## 指示 1
エントリのうち、「Can you find the shadow」を含む行からエントリの最後の行までを、「wooden plank」を「timber board」に置き換え、ほかは一切変えずに書き直すこと。

## 本文
────────────────────
○◎ Great and Grand Japanese_Explorer ◎○
○ 北極・南極、アァー 素敵な地球のはて =田邊優貴子= ○
= WEB マガジン ポプラビーチ powered by ポプラ社 より転載 =
◇◆ ユキドリの舞う谷 = 2/3 = ◇◆
私はマイク付きのヘッドホンを装着し、これから約1か月間、野外調査のベースにする「雪鳥沢小屋」近くの着陸地点をパイロットに指示をした。 このヘッドホンがないと、エンジンの爆音でコミュニケーションを取ることができない。 指示通りの地点でヘリコプターは徐々に高度を下げ、何度か地面の状態を確かめながら上下し、前後左右に微妙な移動を繰り返したあと、小屋から100メートルほど離れた少し平らな砂地にゆっくりと着地した。 安堵感と嬉しさで、一緒に乗っていた仲間と握手を交わした。
ヘリコプターの外へ出て、ついに南極大陸に降り立った。
約1か月ぶりに踏みしめる陸地。 これから自由に自分の足でどこへでも動き回れるかと思うと、とにかく嬉しくて走り出したい気持ちだった。
しかし喜びもつかの間、天候が急変する前に、山のような積荷を降ろしてしまわなければならない。 多めに用意した約4~5人分の食料、各自の研究機材、装備などを含めて約2.5トン。 ヘリコプターの飛び立つ強風で飛ばされてしまわないよう、一つ一つ降ろした荷物をヘリコプターから数十メートル離れた辺りに並べ、軽そうな荷物の上には重めの石を載せる。 この作業をできるだけ急ピッチでひたすら繰り返すのである。この日は荷降ろしの手伝いのために5名ほどの乗組員が乗っていたおかげで、作業は10分くらいで終わったろうか。 それでも汗をかきながらなんとか荷物を降ろし終わり、パイロットや乗組員と握手し別れを告げると、爆音と爆風ともにヘリコプターは飛び上がる。
手を振っていたいところだが、この巨大なヘリコプターが飛び立つ時は、とにかくものすごい爆風なのだ。 自分も荷物も飛んでいってしまわないように荷物の上にうつ伏せになって、ヤッケのフードを被り、サングラスをして、目はしっかりとつぶらなければならない。 上からも下からも、大粒の砂がバチバチと全身を打ち付けてくる。 この砂嵐で、髪の毛はもちろん、体中がジャリジャリになってしまう。 一度、ポケットのジッパーを閉め忘れたことがあり、その時はポケットの中に大量の砂が入り込み、中に入れていたリップクリームやデジカメが砂を被り、デジカメに無数の傷跡が残ってしまった苦い経験がある。 テントマットが飛ばされないよう上に乗って押さえつけた時、風向きが悪くて身体ごと飛ばされてしまいそうになったこともある。
────────────────────
## 指示 2
本文によると、ヘリコプターから降ろした積荷は全部で約何トンか。

## 記録データ
────────────────────
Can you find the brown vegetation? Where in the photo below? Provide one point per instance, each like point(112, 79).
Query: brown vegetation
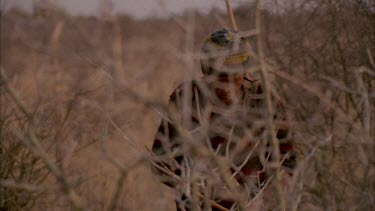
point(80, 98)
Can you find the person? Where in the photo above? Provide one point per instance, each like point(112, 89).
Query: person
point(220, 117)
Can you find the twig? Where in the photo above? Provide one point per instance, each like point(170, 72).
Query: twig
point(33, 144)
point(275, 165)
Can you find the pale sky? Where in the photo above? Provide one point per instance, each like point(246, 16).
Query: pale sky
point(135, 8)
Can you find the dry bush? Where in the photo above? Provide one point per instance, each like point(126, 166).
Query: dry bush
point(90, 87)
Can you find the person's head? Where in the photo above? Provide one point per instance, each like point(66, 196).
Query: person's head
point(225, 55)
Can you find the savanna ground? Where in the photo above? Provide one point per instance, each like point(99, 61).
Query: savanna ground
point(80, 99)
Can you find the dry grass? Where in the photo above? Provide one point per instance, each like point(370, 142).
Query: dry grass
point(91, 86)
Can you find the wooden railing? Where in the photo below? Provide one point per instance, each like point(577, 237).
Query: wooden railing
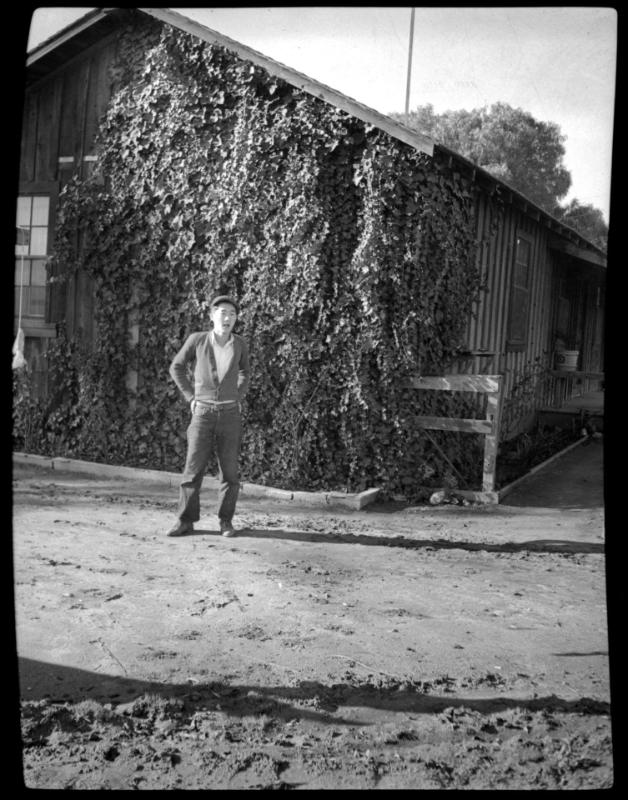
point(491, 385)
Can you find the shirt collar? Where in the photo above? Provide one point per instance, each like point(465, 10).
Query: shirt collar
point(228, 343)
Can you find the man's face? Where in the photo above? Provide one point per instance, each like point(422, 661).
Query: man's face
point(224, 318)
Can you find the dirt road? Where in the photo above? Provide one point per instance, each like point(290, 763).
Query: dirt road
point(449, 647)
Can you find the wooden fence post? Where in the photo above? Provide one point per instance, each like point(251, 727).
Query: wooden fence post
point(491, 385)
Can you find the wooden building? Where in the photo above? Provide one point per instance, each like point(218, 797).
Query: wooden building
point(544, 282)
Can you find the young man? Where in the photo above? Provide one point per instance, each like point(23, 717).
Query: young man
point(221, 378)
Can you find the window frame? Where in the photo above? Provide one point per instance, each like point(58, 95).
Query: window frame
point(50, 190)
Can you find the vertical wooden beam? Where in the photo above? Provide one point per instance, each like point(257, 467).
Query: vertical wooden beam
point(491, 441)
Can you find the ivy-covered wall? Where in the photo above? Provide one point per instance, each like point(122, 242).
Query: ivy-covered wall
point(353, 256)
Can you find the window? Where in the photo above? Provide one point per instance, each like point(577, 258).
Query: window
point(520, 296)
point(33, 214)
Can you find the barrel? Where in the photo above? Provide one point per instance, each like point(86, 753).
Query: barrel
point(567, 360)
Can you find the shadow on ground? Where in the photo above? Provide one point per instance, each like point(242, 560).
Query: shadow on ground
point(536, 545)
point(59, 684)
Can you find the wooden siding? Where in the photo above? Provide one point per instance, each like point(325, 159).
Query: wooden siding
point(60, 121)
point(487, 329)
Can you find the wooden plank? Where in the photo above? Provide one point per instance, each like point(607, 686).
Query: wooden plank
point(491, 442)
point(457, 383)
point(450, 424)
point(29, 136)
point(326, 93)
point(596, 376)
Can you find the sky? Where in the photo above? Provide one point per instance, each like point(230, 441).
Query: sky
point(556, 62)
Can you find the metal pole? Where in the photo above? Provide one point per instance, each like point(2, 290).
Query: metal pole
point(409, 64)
────────────────────
## 解答 1
Can you find the shadow on ground? Where in the photo above? Provide one point per instance, each like point(242, 560).
Query: shadow on ground
point(536, 545)
point(59, 684)
Can you find the wooden siding? Where in the photo above? Provide one point per instance, each like point(325, 159).
Query: wooden siding
point(60, 121)
point(487, 329)
Can you find the timber board? Where in the photo above? Provide one point per instance, each like point(607, 686).
Query: timber board
point(491, 442)
point(457, 383)
point(450, 424)
point(29, 136)
point(326, 93)
point(596, 376)
Can you find the sky? Where in the photo above? Provide one point per instance, each like point(230, 441).
Query: sky
point(556, 62)
Can you find the metal pole? Where in the photo above? Provide one point per instance, each like point(2, 290).
Query: metal pole
point(409, 64)

## 解答 2
約2.5トン。